Durante algumas horas, a comitiva bloquista troca impressões com os bombeiros e Mariana Mortágua agradece o seu trabalho. São bombeiros que vêm sobretudo da Grande Lisboa, e passaram o dia anterior a combater o incêndio que deflagrou em Piódão. Agora, falam de outro incêndio em Pedrógão Grande.

Entre os bloquistas está Isabel Rocha, que durante muitos anos trabalhou como sapadora florestal, e que apesar de estar reformada, esteve a ajudar a combater os fogos no Paul, naquela mesma área. Trocando impressões com os bombeiros em cumplicidade, lembra os grandes incêndios de outra década no Paul e a forma como a floresta foi ordenada para prevenir que o mesmo voltasse a acontecer. Mesmo assim, o fogo chegou lá.

Registos:
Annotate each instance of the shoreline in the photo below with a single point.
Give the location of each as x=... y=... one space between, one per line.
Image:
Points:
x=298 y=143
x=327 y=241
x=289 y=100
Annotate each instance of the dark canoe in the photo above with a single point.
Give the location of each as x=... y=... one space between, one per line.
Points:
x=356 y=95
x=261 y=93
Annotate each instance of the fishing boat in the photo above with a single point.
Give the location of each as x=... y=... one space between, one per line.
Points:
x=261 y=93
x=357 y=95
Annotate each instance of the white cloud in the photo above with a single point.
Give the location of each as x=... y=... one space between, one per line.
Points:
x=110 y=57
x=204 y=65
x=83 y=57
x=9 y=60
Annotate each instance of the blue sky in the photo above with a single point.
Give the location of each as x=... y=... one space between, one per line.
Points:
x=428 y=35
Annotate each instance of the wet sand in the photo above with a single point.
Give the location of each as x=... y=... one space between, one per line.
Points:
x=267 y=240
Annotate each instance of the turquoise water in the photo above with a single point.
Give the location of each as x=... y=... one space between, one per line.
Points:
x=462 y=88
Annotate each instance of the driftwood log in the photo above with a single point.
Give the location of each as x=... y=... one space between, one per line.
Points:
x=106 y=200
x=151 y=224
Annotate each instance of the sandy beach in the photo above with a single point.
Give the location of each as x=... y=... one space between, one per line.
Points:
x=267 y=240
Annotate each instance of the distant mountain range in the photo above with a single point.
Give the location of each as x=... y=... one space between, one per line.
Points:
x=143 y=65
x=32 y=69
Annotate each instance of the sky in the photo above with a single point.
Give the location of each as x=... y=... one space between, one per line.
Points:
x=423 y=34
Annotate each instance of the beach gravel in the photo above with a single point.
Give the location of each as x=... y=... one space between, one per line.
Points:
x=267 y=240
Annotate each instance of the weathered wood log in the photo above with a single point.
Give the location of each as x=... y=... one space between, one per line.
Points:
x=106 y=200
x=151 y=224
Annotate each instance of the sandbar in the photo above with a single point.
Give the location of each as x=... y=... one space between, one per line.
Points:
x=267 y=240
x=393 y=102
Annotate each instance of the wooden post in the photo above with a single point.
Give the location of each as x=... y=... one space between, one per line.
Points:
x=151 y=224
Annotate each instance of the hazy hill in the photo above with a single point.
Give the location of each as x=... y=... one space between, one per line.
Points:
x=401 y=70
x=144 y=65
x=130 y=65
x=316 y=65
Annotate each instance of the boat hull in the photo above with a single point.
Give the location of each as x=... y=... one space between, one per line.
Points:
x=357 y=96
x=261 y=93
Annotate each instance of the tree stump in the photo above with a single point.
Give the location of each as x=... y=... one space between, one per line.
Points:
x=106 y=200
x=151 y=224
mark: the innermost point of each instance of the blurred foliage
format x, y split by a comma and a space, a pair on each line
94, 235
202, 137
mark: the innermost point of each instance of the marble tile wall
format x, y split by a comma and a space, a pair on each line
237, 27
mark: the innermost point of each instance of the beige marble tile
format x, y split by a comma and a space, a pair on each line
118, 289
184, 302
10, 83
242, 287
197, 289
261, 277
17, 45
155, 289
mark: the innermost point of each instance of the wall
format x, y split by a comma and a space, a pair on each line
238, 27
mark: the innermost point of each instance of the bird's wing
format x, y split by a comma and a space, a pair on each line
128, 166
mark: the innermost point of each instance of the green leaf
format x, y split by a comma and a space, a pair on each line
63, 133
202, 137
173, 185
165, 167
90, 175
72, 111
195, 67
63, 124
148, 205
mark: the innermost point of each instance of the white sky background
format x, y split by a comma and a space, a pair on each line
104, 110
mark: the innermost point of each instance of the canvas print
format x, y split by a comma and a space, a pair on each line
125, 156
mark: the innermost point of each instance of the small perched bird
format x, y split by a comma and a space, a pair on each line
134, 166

Enunciado A: Cite do excerto o trecho que vai de "Durante algumas horas, a" até "fogo chegou lá.".
Enunciado B: Diga se cada afirmação bate com o excerto: (i) os bombeiros vêm sobretudo da Grande Lisboa; (ii) Isabel Rocha ainda trabalha como sapadora florestal; (iii) o ordenamento da floresta impediu que o fogo chegasse ao Paul. Para cada uma, responda sim ou não e cite as palavras do excerto que o decidem.
Os registos vêm de outra fonte.

Resposta A:
Durante algumas horas, a comitiva bloquista troca impressões com os bombeiros e Mariana Mortágua agradece o seu trabalho. São bombeiros que vêm sobretudo da Grande Lisboa, e passaram o dia anterior a combater o incêndio que deflagrou em Piódão. Agora, falam de outro incêndio em Pedrógão Grande.

Entre os bloquistas está Isabel Rocha, que durante muitos anos trabalhou como sapadora florestal, e que apesar de estar reformada, esteve a ajudar a combater os fogos no Paul, naquela mesma área. Trocando impressões com os bombeiros em cumplicidade, lembra os grandes incêndios de outra década no Paul e a forma como a floresta foi ordenada para prevenir que o mesmo voltasse a acontecer. Mesmo assim, o fogo chegou lá.

Resposta B:
(i) Sim: "São bombeiros que vêm sobretudo da Grande Lisboa".
(ii) Não: "apesar de estar reformada".
(iii) Não: "Mesmo assim, o fogo chegou lá."